* **Document passage**
This patient information on Dyshidrotic Eczema is provided by John L. Meisenheimer, M.D. a board certified Dermatologist and skin care specialist based in Orlando, Florida. This information is not intended as a substitute for the medical advice or treatment of a dermatologist or other physician.
What is it? Dyshidrotic Eczema is a peculiar disorder of the skin. It is occasionally called pompholyx. It can occur at any age, but it is more common in adults. Typically it appears as tiny water blisters on the hands and sometimes the feet. The little blisters break causing a scaly eruption on the palms and sides of the fingers. There is often intense itching associated with the eruption. I will do some tests to make sure this is not some other skin condition that looks similar to Dyshidrotic Eczema. Click here for other types of eczema.
What causes it? This is an inflammatory disease of the skin that involves the hands and sometimes the feet, but the exact cause remains unknown. Stress and changes in climate can worsen the condition in some cases. Very often it is seen in association with those that are atopic.

(Text-to-region grounding data)

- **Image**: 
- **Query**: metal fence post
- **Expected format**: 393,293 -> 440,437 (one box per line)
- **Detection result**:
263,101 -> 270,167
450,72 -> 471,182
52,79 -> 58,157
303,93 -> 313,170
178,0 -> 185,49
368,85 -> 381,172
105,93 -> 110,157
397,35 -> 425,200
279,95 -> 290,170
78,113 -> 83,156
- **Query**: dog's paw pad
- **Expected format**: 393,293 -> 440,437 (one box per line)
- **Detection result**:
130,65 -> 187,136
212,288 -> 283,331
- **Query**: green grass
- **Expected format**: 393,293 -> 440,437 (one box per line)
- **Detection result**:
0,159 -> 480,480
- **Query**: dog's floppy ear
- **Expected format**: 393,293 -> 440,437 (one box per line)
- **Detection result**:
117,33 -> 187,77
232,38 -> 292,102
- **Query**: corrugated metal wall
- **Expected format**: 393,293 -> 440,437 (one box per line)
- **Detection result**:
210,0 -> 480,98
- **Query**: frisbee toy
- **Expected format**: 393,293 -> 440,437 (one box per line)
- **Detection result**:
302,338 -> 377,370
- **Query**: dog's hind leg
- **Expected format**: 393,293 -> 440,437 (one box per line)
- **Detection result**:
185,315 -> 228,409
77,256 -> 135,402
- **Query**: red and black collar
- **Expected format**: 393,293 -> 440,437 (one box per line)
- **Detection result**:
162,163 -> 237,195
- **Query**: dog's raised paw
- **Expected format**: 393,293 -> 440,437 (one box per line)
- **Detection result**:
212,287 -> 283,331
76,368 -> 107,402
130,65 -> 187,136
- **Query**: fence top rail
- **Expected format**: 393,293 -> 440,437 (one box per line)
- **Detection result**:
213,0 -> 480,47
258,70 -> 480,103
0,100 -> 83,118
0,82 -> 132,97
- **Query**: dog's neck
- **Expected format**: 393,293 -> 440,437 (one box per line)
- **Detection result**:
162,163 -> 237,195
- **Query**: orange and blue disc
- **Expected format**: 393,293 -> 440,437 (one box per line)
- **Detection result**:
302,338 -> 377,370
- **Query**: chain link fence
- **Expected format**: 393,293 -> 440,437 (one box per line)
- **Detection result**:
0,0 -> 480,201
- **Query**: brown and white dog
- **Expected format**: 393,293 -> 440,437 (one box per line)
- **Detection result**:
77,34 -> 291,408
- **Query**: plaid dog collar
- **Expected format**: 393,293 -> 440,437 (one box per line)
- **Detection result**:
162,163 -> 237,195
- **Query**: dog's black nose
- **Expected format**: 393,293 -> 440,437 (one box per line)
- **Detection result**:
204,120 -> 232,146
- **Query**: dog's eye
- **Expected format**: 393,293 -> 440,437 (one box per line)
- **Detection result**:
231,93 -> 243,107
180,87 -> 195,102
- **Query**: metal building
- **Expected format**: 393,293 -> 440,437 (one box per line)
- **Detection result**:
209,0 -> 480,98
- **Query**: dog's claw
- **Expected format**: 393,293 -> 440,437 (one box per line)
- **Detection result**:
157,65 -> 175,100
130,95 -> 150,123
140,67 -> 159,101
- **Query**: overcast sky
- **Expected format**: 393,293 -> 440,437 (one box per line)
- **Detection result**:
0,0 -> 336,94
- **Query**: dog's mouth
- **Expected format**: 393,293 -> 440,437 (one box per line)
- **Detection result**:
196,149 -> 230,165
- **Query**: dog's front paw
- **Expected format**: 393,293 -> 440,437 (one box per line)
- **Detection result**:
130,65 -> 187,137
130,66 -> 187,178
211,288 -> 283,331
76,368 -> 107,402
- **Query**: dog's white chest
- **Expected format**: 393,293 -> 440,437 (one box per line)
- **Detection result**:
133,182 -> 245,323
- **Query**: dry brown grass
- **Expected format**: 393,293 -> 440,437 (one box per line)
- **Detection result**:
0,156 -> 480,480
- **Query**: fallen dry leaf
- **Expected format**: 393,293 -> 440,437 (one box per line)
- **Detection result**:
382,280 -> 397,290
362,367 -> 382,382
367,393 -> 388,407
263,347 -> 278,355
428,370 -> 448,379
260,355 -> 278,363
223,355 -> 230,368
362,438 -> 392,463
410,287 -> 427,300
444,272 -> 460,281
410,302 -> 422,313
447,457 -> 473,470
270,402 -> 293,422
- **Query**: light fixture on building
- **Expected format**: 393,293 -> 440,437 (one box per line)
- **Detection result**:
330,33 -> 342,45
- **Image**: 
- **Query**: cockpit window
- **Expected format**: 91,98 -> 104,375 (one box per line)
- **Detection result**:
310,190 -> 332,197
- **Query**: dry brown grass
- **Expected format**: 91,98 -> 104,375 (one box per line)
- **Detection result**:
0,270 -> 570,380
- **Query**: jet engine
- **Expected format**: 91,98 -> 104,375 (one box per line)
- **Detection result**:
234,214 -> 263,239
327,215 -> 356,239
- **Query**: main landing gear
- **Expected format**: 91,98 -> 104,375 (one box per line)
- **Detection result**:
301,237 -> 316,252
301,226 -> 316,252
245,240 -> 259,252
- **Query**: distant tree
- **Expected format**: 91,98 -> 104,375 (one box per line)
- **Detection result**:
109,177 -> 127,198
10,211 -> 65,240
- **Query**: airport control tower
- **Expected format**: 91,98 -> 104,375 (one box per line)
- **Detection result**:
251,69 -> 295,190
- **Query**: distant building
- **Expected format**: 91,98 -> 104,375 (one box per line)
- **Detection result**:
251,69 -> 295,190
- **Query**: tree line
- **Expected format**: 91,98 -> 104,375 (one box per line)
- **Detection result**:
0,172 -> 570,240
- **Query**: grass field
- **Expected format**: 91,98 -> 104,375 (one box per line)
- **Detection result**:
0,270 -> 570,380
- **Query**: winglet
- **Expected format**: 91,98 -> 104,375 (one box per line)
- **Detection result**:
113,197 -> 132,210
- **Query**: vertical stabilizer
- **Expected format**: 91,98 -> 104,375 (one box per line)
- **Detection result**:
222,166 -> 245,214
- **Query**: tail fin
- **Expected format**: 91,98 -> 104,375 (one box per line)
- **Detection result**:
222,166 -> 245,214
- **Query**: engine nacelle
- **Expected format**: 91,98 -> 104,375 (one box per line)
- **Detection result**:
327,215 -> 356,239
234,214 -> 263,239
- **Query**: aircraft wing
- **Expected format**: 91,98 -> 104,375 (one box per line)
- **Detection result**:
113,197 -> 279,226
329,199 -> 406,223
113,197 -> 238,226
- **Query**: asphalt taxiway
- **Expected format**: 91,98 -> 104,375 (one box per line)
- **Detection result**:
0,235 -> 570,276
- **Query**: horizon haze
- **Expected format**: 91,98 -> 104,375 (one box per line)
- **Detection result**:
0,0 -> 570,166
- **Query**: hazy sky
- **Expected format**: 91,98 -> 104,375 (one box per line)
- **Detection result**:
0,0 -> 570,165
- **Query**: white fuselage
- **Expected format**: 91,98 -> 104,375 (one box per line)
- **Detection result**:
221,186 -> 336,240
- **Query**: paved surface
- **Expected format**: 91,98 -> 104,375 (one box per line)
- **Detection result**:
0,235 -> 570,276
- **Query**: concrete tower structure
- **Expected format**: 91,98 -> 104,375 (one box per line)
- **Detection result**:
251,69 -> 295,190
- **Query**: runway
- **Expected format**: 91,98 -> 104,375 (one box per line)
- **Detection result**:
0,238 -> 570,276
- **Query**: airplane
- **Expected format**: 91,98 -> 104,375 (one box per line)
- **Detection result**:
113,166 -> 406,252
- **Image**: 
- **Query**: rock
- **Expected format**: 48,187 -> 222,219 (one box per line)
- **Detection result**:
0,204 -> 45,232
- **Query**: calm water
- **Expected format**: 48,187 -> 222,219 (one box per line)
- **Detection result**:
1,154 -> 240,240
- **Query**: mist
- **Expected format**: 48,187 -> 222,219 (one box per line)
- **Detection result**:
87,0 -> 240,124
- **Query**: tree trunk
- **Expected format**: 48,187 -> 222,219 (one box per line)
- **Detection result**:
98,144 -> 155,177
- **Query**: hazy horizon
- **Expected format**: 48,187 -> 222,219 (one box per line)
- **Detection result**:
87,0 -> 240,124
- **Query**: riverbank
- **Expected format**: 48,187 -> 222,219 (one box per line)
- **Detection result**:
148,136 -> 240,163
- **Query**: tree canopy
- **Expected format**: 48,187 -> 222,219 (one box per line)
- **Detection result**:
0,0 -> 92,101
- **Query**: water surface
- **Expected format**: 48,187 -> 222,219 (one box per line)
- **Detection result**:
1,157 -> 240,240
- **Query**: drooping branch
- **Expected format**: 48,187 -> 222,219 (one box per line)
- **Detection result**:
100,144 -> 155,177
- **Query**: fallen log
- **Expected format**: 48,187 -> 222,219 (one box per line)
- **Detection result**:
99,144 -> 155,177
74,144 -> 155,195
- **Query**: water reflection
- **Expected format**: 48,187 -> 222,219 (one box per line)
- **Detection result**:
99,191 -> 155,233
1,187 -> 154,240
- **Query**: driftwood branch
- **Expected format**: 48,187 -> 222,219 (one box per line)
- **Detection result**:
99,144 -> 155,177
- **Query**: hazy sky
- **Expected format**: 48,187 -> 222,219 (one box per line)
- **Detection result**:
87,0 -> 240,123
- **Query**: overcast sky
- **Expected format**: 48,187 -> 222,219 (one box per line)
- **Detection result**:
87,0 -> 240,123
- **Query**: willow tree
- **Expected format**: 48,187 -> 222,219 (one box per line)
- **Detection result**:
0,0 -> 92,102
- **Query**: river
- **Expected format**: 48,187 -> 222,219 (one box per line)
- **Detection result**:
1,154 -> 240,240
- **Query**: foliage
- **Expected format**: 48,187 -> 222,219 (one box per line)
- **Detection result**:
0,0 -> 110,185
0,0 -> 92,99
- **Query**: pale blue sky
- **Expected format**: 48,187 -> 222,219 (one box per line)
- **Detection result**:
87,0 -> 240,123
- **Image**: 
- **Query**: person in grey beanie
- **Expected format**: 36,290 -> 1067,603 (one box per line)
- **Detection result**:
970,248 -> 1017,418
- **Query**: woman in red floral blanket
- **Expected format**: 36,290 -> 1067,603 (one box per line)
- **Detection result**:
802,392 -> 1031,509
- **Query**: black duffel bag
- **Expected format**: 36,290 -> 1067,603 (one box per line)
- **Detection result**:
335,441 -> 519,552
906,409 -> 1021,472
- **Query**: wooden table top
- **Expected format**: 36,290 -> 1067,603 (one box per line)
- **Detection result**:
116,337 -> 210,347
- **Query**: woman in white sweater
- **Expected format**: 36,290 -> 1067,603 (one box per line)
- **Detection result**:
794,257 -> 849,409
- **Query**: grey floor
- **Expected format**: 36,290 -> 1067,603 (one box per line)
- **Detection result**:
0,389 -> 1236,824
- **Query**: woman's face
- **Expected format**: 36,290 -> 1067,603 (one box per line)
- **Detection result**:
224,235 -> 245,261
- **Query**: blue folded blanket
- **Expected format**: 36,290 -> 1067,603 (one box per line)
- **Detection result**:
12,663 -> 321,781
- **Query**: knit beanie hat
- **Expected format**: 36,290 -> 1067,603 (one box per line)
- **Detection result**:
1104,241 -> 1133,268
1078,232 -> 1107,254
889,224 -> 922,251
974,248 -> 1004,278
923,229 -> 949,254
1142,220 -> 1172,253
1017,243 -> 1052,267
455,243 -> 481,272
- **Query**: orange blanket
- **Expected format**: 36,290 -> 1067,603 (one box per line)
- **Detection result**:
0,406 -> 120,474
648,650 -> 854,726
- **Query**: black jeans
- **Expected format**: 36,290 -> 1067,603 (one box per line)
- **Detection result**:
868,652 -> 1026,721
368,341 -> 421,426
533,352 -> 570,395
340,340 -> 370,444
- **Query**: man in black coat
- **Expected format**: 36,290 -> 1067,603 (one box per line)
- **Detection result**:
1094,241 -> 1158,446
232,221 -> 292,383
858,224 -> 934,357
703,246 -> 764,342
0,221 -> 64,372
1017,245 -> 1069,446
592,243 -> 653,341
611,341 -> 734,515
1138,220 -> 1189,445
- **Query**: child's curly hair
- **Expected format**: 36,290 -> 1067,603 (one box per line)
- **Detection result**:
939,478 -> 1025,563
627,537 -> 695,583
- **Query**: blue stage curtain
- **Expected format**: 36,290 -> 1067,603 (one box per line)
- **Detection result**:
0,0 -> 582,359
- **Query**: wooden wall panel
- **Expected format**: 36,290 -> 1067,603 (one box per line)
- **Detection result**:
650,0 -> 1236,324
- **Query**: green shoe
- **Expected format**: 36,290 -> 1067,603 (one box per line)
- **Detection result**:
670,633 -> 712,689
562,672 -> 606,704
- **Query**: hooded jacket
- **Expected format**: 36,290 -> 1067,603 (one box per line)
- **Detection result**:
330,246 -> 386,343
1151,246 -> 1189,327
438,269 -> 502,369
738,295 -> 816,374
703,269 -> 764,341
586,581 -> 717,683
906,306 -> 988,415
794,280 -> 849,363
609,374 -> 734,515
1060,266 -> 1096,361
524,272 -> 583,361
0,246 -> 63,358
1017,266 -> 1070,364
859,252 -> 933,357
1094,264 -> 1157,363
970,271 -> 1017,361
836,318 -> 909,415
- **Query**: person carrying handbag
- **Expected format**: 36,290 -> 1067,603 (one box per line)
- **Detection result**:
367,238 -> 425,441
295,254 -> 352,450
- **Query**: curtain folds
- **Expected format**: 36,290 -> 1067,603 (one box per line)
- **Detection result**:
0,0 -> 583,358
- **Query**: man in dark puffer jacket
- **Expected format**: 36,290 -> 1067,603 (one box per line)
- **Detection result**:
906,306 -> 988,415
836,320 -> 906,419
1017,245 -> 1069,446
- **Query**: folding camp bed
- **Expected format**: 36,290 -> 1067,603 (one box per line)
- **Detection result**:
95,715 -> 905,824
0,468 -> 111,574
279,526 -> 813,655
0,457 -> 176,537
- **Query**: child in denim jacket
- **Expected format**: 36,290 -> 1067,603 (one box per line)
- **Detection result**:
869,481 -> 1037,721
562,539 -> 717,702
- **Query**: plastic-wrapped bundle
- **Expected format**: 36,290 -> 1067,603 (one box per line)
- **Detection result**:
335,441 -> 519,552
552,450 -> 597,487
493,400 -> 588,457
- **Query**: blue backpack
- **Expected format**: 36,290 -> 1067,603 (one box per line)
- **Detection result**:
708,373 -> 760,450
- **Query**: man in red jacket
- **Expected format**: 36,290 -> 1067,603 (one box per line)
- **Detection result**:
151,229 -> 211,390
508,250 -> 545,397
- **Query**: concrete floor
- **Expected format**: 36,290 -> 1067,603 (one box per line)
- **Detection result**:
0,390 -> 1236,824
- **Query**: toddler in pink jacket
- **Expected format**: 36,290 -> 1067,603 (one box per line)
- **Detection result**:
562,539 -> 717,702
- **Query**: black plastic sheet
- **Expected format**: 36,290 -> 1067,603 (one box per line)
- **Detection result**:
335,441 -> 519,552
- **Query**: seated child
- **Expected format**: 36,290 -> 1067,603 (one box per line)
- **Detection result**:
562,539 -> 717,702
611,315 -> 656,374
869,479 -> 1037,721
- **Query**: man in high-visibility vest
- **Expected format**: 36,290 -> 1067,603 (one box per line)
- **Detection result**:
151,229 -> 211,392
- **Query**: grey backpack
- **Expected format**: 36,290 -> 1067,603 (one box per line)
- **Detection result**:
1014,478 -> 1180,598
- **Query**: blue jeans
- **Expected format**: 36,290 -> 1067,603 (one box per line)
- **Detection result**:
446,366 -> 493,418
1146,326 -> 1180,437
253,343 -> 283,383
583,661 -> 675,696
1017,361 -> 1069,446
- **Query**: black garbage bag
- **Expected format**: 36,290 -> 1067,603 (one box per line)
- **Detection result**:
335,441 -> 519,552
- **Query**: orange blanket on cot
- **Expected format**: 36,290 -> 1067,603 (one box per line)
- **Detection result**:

* **Things to do**
(A) What other name is sometimes used for dyshidrotic eczema, according to the eczema text?
(B) Extend the patient information on dyshidrotic eczema, picking up after its last sentence.

* **Answer list**
(A) Pompholyx.

(B)
Is it Dangerous? For the typical healthy person Dyshidrotic Eczema is a harmless disorder. It is not related to cancer and it does not involve internal organs. Severe cases may become secondarily infected and sometimes the condition can be disabling.
Can it be cured? The treatment program I put you on will help control or clear the eczema, but it is not a cure. Even if the disorder is totally cleared, you will still be predisposed to have repeated episodes. Repeat treatment may be needed and some patients may require continuous therapy.
Will it spread? This condition stays localized to the hands and/or the feet.
Is it contagious? It is not contagious and you cannot "catch it" from anyone. It is not a fungus infection, and it has nothing to do with sweating or the sweat glands.